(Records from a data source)
/---
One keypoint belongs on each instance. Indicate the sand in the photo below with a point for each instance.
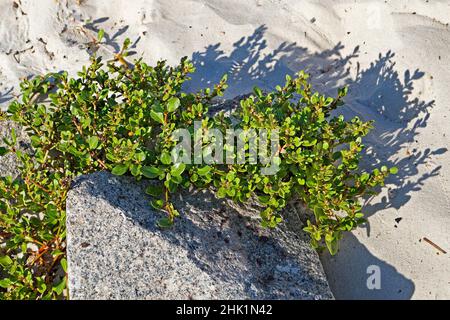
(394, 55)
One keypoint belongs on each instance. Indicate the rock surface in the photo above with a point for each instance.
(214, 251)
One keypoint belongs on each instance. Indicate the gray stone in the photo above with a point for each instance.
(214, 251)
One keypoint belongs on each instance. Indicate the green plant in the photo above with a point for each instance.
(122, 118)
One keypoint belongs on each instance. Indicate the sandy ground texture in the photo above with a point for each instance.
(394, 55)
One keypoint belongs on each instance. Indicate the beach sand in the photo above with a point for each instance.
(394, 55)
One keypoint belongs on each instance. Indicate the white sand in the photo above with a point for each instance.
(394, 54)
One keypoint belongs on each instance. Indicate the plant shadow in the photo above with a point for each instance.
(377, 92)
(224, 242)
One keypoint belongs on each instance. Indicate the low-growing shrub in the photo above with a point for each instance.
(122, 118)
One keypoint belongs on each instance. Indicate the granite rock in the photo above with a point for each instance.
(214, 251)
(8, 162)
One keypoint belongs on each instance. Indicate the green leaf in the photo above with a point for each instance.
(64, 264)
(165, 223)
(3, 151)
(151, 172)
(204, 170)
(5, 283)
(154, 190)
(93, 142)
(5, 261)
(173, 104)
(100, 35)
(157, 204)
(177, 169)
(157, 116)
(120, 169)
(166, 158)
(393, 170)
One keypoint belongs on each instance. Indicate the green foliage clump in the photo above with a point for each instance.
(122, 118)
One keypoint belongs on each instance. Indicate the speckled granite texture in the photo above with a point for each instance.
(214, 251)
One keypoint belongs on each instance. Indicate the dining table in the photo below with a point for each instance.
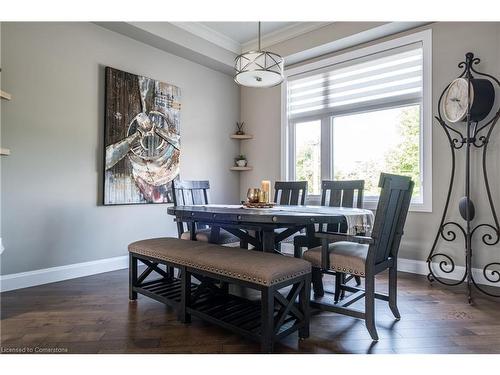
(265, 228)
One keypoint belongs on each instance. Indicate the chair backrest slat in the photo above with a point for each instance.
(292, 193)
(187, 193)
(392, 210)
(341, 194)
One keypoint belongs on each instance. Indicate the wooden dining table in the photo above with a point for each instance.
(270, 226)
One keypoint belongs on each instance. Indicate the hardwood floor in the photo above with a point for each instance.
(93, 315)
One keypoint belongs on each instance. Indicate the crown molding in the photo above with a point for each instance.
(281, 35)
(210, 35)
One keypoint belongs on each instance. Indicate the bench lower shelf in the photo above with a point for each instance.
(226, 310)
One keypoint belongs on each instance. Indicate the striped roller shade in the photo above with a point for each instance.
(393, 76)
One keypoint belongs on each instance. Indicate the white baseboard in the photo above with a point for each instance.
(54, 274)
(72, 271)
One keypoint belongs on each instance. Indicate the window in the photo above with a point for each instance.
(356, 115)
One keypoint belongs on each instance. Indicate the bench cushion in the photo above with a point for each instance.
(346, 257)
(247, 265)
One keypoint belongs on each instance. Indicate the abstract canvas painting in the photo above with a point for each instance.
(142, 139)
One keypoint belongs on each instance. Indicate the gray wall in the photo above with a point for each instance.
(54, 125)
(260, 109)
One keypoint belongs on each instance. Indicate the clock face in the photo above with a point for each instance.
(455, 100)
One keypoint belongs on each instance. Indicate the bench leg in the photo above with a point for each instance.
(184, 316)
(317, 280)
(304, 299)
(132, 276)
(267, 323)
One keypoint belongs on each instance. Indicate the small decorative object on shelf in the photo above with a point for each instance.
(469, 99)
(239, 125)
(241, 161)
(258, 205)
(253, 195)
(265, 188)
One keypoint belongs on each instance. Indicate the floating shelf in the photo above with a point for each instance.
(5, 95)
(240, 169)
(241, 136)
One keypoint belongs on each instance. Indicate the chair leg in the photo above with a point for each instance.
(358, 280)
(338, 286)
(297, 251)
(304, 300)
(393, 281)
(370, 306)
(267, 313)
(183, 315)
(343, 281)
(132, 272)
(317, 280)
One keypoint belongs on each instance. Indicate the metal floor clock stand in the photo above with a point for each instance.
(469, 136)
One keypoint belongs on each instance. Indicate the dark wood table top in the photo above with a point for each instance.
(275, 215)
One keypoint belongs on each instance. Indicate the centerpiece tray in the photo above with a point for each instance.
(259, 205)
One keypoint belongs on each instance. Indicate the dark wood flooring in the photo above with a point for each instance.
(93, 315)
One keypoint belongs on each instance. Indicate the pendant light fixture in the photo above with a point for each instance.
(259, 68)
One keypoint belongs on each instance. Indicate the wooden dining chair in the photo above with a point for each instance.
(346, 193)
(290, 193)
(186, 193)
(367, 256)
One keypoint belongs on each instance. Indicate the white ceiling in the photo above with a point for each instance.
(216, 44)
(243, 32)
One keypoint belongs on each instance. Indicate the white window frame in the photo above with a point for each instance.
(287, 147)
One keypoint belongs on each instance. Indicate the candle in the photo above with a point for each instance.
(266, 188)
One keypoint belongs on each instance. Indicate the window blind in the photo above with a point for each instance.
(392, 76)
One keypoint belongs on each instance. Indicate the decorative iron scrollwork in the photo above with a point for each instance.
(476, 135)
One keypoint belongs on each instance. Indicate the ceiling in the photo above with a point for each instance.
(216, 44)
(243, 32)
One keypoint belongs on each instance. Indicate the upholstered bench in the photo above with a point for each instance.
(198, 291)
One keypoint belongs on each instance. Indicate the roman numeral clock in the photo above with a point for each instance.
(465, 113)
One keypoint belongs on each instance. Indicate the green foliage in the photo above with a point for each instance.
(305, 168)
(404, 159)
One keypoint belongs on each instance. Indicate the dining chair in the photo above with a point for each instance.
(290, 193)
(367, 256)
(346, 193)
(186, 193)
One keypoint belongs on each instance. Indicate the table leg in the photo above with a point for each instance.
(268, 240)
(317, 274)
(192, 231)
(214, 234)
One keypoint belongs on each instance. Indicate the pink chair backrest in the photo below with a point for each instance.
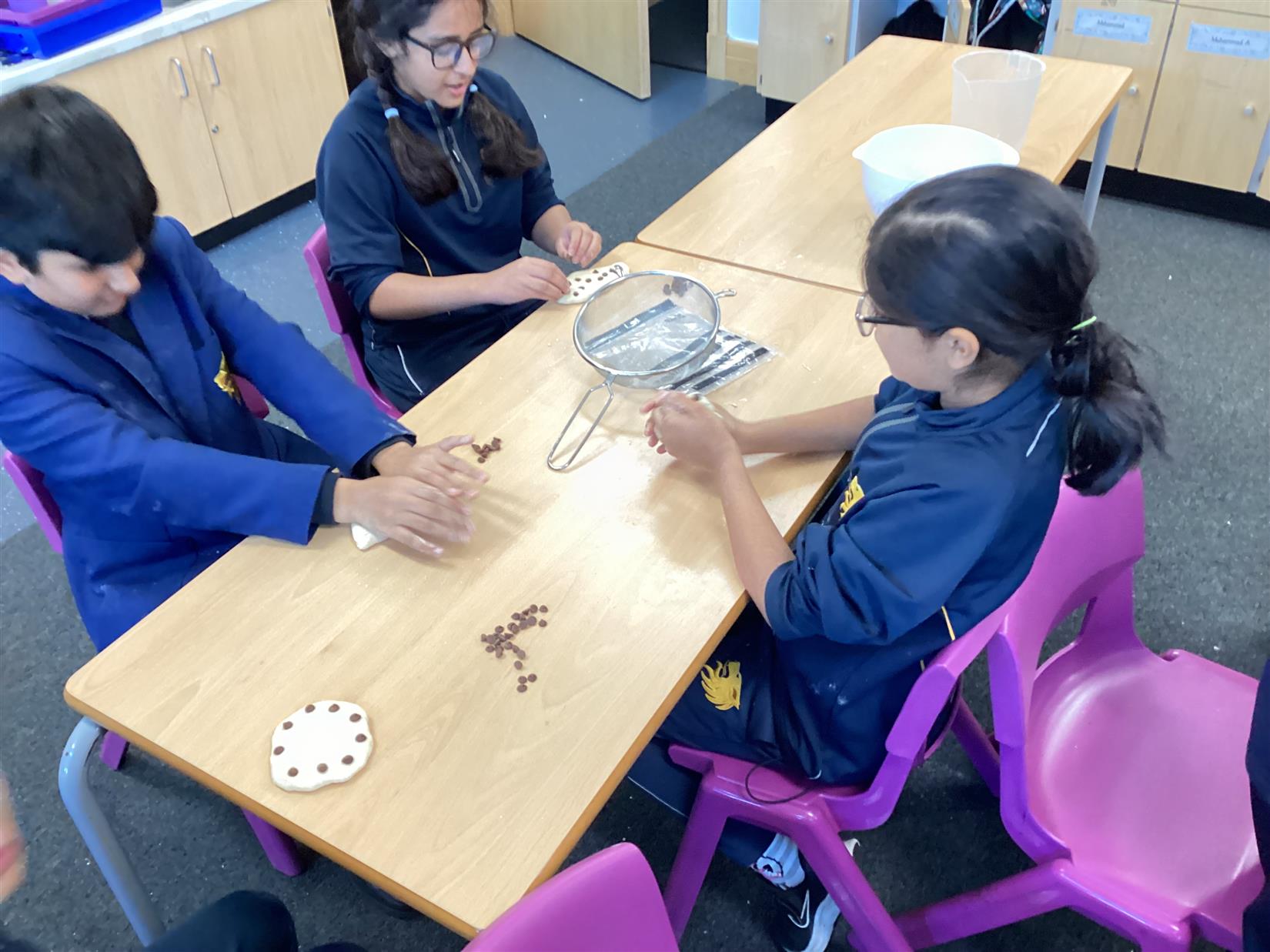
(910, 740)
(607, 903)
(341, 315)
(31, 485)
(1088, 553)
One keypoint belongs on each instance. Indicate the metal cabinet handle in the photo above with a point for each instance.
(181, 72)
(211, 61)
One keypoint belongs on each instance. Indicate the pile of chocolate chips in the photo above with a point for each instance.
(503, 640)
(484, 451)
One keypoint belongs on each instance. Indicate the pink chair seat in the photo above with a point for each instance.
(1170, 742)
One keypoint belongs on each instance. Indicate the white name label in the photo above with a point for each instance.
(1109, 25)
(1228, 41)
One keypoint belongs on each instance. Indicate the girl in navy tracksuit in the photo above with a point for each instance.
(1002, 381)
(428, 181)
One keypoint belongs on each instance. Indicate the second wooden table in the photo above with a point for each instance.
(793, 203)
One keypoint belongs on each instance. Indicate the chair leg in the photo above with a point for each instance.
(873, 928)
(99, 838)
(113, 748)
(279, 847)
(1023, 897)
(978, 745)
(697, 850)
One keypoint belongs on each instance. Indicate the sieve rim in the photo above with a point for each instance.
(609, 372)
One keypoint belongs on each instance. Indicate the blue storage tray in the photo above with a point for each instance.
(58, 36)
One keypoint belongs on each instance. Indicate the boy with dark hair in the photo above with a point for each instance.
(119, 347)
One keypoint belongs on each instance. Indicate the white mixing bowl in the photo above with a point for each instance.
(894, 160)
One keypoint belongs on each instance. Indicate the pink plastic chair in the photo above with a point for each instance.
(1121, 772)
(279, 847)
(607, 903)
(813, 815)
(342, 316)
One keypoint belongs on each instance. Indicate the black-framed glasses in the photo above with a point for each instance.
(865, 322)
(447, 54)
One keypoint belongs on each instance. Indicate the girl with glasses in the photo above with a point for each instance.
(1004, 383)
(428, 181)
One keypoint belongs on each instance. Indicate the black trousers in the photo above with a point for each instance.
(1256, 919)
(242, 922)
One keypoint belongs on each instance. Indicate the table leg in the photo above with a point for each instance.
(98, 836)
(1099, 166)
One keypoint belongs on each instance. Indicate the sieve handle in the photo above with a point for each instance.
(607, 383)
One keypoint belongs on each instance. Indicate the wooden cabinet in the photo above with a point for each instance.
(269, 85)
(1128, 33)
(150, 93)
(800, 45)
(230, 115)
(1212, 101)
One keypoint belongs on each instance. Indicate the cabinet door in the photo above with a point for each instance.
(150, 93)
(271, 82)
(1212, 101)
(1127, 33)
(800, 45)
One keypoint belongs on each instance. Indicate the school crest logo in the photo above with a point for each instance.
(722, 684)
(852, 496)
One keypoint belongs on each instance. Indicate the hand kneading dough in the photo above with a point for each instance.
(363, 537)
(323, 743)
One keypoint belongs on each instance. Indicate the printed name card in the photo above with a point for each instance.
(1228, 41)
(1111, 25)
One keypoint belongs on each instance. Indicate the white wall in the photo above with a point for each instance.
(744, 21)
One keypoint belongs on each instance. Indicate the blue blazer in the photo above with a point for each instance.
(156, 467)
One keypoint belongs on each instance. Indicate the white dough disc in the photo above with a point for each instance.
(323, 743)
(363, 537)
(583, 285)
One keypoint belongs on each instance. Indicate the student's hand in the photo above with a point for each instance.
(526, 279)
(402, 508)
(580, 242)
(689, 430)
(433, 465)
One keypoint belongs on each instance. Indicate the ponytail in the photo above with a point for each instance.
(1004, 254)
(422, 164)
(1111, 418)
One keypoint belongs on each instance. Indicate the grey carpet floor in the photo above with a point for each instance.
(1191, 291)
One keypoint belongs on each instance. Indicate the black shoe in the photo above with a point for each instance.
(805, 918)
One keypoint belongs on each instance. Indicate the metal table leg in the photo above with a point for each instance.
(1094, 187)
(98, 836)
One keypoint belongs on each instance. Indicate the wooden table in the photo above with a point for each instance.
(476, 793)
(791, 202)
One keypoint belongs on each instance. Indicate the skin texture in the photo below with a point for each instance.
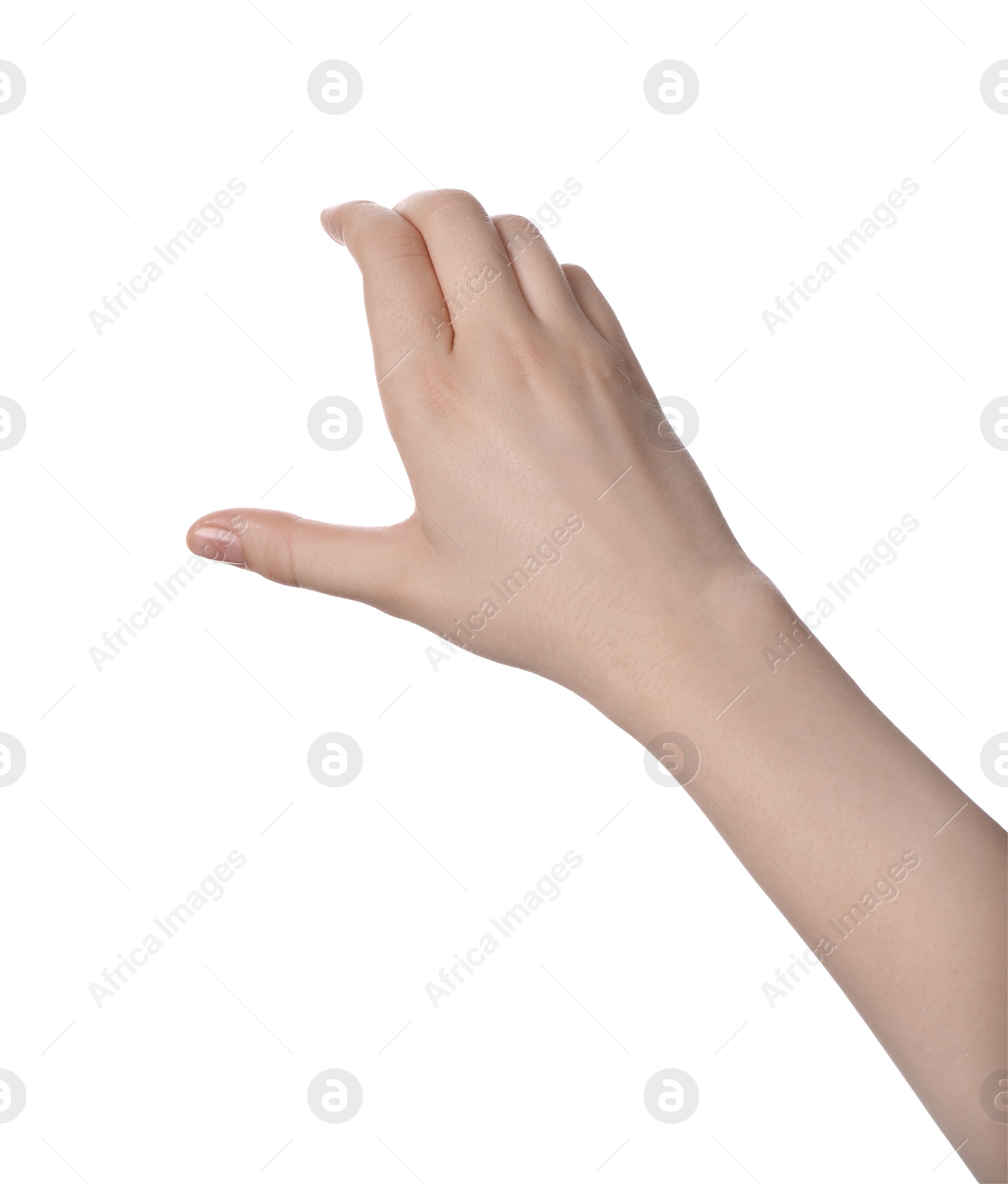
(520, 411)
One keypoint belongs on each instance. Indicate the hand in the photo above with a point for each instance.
\---
Rewrite everything in the items above from the line containing "the metal cabinet" down to the line containing "(1170, 742)" as a numbered list, leaving out any blank lines.

1. One keypoint belongs on each instance. Indicate the metal cabinet handle in the photo above with a point for each instance.
2. (181, 72)
3. (211, 61)
4. One keypoint belongs on each instance. Indicate the pile of chocolate chips in the photo above with a point for each instance.
5. (503, 640)
6. (484, 451)
7. One keypoint belongs on each instance. Indicate the pink chair seat in the photo above with a point for each instance.
8. (1170, 742)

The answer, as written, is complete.